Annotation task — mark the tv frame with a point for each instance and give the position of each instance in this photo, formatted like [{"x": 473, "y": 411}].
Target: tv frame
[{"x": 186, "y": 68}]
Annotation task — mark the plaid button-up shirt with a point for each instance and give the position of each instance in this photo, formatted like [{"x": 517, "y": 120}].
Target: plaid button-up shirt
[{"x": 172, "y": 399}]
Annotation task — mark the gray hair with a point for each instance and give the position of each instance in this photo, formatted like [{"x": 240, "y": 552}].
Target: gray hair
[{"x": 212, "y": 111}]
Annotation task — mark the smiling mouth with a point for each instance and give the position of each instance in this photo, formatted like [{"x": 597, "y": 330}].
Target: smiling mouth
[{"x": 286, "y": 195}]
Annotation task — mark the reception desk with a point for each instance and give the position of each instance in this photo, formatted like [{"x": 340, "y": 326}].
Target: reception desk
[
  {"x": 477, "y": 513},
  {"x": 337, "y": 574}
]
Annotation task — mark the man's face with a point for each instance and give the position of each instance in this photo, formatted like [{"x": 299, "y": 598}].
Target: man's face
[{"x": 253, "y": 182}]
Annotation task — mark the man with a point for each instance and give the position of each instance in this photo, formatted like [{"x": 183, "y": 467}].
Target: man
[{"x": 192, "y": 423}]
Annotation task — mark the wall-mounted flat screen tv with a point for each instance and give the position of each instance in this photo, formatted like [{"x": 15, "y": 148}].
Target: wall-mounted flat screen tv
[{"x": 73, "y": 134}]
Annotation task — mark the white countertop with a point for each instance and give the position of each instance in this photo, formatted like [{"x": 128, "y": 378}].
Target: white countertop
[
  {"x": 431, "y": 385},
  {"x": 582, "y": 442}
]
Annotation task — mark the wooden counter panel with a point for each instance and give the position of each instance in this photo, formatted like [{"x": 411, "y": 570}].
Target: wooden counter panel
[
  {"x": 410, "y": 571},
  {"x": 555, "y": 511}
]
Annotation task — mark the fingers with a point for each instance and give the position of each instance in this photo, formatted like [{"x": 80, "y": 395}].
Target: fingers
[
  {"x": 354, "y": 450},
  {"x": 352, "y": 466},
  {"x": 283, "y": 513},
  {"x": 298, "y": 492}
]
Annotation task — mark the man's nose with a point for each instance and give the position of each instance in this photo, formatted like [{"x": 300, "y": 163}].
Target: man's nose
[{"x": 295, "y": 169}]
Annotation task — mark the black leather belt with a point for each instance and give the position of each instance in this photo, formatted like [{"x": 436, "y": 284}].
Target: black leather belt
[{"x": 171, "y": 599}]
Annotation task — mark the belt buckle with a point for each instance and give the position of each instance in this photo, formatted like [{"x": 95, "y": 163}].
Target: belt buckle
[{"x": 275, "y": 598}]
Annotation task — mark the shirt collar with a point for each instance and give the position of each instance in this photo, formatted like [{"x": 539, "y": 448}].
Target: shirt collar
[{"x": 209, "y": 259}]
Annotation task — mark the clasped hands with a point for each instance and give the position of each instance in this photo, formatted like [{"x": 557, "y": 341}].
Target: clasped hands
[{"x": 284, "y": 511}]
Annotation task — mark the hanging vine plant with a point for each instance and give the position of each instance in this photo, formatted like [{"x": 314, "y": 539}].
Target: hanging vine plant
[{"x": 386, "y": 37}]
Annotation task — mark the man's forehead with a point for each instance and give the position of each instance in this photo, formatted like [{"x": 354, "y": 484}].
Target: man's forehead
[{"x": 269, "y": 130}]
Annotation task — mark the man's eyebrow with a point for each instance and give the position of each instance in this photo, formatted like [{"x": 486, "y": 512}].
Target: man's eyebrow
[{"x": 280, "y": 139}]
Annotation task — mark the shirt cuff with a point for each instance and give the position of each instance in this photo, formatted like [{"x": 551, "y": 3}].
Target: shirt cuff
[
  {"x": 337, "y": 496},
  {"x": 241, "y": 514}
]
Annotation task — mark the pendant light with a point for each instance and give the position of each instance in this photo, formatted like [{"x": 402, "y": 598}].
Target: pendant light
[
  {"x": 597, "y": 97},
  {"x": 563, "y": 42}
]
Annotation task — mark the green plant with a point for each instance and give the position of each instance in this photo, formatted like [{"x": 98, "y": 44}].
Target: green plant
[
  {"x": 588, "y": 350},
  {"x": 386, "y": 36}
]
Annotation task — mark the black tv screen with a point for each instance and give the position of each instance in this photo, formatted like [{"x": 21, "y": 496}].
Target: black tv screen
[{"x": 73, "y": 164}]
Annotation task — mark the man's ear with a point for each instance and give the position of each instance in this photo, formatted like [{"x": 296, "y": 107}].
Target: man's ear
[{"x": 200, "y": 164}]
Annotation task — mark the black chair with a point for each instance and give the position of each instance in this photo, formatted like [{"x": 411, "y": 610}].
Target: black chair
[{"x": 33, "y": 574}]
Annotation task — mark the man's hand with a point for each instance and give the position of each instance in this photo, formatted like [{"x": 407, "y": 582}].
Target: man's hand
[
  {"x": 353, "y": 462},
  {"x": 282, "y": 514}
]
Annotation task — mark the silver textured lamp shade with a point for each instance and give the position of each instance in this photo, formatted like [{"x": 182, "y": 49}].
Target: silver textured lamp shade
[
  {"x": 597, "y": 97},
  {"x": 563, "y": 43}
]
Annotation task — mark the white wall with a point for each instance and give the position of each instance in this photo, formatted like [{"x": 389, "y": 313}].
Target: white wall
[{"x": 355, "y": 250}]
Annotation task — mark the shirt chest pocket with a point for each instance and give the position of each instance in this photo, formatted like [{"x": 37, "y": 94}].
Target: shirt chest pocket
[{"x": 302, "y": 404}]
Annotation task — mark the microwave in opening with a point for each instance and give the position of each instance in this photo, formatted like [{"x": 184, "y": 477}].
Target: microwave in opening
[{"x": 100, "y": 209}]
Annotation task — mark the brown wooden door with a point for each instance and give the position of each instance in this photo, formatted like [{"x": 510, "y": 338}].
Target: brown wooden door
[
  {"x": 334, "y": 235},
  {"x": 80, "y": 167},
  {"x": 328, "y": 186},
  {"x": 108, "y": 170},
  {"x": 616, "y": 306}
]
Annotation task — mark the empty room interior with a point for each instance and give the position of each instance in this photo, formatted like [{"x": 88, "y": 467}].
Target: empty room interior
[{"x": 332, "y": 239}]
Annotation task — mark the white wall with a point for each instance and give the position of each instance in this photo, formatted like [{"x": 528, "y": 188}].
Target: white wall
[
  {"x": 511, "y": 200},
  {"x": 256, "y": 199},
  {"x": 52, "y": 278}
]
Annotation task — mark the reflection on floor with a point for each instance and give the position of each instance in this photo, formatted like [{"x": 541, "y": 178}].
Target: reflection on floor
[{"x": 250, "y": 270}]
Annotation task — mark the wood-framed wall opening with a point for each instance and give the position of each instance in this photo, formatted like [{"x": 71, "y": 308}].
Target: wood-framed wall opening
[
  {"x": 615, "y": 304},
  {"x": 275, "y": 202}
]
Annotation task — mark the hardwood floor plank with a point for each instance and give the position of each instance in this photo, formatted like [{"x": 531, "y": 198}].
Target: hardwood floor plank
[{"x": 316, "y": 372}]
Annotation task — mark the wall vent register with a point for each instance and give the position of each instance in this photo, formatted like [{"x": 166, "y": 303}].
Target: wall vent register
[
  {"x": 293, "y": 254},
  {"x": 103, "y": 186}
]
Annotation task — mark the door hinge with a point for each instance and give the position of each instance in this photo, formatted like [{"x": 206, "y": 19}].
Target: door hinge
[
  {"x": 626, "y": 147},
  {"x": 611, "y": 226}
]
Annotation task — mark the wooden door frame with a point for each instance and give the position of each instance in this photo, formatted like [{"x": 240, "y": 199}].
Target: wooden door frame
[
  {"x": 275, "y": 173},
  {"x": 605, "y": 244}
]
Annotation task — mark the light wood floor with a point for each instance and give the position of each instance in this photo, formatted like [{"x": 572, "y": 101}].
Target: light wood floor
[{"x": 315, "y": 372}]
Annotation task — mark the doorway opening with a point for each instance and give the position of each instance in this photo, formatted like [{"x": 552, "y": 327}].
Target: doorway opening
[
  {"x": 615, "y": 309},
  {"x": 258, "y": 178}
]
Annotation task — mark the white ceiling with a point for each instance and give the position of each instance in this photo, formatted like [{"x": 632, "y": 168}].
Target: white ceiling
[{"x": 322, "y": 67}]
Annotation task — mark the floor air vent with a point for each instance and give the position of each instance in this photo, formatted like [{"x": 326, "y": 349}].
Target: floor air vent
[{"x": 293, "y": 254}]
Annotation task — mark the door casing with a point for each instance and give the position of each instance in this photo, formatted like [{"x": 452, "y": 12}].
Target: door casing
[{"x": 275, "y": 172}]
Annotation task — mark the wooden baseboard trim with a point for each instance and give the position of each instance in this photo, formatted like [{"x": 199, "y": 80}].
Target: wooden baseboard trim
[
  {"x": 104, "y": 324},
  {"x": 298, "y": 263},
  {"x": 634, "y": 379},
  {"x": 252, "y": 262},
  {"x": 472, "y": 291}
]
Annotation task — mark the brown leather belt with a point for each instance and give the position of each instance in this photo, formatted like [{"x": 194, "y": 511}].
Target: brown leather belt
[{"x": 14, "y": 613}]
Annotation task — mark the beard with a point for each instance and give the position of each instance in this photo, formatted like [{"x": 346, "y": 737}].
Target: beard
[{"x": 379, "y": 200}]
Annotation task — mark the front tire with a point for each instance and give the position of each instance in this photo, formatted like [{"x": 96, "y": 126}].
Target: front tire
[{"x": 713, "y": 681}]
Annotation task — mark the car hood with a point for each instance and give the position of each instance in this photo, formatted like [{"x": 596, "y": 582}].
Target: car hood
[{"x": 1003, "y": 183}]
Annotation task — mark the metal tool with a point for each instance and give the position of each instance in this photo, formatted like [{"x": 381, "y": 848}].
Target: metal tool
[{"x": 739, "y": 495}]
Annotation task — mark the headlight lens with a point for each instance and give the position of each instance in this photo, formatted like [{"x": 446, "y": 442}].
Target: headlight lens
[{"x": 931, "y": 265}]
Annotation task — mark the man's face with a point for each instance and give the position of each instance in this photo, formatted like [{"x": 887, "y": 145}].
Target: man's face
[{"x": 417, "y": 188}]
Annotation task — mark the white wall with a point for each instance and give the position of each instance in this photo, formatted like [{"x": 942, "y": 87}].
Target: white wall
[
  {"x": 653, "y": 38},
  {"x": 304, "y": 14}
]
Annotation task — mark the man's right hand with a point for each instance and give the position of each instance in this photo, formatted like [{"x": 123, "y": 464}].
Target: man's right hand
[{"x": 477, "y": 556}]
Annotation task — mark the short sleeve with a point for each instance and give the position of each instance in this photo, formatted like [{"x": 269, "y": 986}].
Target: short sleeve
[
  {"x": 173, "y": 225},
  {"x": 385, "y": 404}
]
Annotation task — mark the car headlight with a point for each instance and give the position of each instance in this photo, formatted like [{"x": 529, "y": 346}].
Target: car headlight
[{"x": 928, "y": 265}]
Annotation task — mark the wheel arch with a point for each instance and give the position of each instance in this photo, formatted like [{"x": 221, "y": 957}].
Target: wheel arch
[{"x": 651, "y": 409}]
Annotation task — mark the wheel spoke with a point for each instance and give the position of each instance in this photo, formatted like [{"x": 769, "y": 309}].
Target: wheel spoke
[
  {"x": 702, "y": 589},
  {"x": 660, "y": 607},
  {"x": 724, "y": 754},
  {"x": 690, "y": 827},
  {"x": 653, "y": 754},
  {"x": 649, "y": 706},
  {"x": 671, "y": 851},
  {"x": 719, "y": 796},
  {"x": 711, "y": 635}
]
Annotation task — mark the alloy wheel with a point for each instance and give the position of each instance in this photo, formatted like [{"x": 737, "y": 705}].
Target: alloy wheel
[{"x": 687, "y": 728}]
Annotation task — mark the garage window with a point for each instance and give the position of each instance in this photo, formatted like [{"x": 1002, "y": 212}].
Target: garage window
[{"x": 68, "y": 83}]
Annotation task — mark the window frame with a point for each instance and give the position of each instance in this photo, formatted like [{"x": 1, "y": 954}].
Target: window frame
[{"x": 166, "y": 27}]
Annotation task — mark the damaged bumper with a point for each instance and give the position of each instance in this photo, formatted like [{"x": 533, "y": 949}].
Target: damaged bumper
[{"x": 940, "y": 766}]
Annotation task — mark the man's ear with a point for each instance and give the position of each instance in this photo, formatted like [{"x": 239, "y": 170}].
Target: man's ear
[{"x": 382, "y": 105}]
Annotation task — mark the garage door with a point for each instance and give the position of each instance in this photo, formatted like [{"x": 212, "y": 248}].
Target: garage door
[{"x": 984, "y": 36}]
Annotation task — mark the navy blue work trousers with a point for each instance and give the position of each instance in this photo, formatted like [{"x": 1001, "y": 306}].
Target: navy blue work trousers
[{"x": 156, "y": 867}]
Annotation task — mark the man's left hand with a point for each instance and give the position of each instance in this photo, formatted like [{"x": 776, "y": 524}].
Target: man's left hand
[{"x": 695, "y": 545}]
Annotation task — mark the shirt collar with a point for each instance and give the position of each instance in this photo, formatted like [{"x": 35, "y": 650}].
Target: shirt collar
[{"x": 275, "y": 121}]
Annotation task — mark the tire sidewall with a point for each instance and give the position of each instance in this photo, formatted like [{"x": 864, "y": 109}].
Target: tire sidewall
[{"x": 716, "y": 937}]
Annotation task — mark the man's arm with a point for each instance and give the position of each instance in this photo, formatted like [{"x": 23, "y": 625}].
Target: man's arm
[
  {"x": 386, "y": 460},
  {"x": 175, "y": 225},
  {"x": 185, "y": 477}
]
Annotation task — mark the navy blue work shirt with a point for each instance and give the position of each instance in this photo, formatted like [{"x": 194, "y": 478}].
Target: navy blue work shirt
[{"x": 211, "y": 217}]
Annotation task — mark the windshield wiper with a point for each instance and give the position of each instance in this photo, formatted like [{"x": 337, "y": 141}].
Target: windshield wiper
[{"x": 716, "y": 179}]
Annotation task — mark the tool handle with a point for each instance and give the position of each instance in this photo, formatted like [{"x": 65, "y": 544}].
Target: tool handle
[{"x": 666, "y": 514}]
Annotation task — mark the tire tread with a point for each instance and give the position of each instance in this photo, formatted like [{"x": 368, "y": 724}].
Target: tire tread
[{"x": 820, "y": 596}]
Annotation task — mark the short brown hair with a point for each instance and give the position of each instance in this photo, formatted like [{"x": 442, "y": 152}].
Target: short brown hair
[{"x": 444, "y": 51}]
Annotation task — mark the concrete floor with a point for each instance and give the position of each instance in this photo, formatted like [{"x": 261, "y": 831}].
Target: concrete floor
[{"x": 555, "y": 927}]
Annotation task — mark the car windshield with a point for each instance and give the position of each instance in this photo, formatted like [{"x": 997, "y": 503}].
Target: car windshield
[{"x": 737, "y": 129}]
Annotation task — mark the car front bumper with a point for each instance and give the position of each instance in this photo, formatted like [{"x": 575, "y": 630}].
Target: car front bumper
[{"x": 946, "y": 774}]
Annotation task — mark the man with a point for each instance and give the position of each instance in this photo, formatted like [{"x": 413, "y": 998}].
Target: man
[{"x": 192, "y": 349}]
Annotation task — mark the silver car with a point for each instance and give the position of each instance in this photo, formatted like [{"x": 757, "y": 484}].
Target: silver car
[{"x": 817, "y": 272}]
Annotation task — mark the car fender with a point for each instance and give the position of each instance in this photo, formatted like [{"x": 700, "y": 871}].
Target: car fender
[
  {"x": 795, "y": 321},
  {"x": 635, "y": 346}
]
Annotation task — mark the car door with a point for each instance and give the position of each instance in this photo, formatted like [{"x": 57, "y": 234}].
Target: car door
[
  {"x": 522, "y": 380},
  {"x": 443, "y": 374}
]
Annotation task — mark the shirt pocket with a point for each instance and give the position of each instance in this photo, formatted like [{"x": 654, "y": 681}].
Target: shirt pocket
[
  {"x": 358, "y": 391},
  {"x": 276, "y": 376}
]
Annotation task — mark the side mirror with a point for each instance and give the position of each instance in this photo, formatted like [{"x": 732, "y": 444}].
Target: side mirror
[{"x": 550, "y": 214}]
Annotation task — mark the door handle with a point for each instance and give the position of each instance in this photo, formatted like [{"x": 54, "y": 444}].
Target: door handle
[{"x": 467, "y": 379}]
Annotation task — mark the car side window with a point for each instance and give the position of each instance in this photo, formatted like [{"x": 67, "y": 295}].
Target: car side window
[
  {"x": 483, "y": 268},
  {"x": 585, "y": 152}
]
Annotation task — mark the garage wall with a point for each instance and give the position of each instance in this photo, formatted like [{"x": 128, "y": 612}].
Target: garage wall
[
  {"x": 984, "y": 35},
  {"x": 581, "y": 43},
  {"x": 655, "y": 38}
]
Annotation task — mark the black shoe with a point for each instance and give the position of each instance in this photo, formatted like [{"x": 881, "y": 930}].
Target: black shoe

Task description
Reproduce only the lines between the line containing "Annotation task — mark the side" and the last line of the records, those two lines included, exactly.

Task answer
Annotation task — mark the side mirror with a point for each instance and give the position of each instance in this photo, formatted like [{"x": 732, "y": 444}].
Target: side mirror
[{"x": 550, "y": 214}]
Annotation task — mark the door handle with a point for each instance and give the position of each instance in this photo, formatted like [{"x": 54, "y": 444}].
Target: door handle
[{"x": 467, "y": 379}]
Annotation task — mark the car side window with a point for each instance and give the position of each instance in this photo, formatted like [{"x": 67, "y": 295}].
Target: car side window
[
  {"x": 483, "y": 268},
  {"x": 585, "y": 152}
]
Annotation task — mark the garage wall with a point for each instance and give the position of each instance in this photo, formatted like [{"x": 128, "y": 612}].
Target: garage wall
[
  {"x": 984, "y": 35},
  {"x": 581, "y": 43},
  {"x": 655, "y": 38}
]
Annotation task — mark the black shoe with a point for each instance and give the position of each instance in this photo, formatted like [{"x": 881, "y": 930}].
Target: black shoe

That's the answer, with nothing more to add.